→ **Your task**:
Please rewrite the rows below as a two-column CSV with the headers "request" and "answer", one line per row. Put each field in double quotes and replace any line breaks inside a field with spaces.

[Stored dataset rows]
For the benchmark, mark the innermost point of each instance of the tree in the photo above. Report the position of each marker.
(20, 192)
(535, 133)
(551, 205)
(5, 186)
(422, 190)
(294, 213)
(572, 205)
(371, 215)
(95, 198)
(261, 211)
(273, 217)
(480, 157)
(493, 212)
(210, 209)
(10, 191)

→ **Output of the task**:
request,answer
"For the benchmark, mark the innermost point of each instance of the tree in the photo above. Report the position of each marker.","(20, 192) (535, 133) (551, 205) (5, 186) (422, 190) (294, 213) (572, 205) (371, 215) (95, 198) (261, 211) (273, 217) (480, 157) (493, 212) (210, 209) (10, 191)"